* **Supplied material**
★ ★ ★ ★ ★ ★ ★

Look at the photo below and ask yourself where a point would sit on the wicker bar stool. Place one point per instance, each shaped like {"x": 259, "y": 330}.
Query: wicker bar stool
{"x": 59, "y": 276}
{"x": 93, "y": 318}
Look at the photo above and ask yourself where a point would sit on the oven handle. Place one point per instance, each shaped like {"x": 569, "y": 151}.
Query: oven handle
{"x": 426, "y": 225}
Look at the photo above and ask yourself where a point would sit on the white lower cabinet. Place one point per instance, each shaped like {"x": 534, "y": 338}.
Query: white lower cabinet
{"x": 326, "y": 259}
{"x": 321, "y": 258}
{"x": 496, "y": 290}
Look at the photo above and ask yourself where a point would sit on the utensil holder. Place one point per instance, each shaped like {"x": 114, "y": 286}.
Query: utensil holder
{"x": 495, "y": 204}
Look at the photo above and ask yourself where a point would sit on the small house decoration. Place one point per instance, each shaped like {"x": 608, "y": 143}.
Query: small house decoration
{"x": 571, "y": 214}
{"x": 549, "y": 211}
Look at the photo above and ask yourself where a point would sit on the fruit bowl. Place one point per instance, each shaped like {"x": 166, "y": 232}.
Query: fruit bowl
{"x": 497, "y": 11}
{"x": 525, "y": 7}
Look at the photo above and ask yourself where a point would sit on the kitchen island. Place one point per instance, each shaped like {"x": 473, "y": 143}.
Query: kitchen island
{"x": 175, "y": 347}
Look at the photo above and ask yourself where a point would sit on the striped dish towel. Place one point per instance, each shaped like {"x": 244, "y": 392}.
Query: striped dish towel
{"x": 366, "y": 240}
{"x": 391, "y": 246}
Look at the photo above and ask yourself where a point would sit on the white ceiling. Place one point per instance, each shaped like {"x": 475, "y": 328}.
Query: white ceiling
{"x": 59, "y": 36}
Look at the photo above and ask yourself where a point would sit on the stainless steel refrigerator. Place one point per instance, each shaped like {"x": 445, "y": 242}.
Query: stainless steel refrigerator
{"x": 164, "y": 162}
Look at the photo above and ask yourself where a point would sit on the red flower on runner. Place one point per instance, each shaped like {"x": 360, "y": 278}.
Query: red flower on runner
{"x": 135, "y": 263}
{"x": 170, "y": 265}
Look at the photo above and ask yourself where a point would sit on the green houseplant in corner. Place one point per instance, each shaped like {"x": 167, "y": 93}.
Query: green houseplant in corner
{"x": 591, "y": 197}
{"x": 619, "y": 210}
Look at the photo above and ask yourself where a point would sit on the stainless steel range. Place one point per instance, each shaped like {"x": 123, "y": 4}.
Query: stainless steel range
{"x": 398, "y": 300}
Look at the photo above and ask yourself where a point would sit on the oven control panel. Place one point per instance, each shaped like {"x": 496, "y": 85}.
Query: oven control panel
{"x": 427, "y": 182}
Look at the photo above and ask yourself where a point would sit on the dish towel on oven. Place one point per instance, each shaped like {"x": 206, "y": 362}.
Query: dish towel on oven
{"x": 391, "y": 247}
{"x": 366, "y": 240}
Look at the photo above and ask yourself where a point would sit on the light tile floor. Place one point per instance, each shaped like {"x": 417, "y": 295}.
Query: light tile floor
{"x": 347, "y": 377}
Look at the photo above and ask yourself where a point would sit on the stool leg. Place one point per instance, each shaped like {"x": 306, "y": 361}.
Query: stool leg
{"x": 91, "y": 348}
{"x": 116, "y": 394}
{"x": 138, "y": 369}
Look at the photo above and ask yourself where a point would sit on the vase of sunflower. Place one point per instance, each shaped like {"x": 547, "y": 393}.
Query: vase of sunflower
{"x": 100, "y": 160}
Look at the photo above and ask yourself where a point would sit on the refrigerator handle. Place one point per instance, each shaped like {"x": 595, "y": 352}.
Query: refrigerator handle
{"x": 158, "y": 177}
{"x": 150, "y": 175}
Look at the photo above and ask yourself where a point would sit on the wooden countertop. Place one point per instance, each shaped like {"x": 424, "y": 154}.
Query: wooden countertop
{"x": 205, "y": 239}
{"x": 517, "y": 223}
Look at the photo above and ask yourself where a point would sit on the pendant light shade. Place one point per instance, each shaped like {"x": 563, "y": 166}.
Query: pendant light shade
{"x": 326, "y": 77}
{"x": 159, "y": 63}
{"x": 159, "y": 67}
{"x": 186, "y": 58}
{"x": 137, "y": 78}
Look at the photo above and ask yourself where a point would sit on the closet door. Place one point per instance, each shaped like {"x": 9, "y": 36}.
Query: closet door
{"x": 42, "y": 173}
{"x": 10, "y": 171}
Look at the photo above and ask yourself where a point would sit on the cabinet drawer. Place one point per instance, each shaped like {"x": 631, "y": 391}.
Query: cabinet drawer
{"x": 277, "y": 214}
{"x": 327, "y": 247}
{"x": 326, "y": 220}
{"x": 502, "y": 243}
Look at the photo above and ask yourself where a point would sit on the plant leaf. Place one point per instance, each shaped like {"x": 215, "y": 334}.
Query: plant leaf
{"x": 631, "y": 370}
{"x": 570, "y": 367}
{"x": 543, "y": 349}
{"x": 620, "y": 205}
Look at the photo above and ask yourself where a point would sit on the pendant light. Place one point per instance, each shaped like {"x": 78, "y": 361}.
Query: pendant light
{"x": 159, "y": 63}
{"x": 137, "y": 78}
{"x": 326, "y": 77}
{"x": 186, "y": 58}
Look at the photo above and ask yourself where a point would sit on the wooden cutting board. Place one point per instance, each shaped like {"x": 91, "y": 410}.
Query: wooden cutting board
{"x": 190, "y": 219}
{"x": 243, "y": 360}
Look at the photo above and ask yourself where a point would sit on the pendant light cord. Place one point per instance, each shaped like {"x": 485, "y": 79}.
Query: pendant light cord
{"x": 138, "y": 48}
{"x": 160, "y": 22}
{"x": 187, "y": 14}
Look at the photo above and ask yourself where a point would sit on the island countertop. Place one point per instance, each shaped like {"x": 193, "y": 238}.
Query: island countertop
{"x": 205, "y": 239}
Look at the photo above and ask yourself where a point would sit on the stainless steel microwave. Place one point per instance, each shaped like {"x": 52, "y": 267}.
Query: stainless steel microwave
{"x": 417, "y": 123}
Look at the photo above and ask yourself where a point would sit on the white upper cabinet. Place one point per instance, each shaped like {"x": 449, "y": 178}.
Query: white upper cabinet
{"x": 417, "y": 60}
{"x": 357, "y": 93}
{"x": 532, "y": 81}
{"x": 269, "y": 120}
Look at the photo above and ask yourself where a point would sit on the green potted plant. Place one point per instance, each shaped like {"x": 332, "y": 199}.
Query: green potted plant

★ ★ ★ ★ ★ ★ ★

* **Task objective**
A single number is the answer: how many lines in the records above contain the word "potted".

* **Written response**
2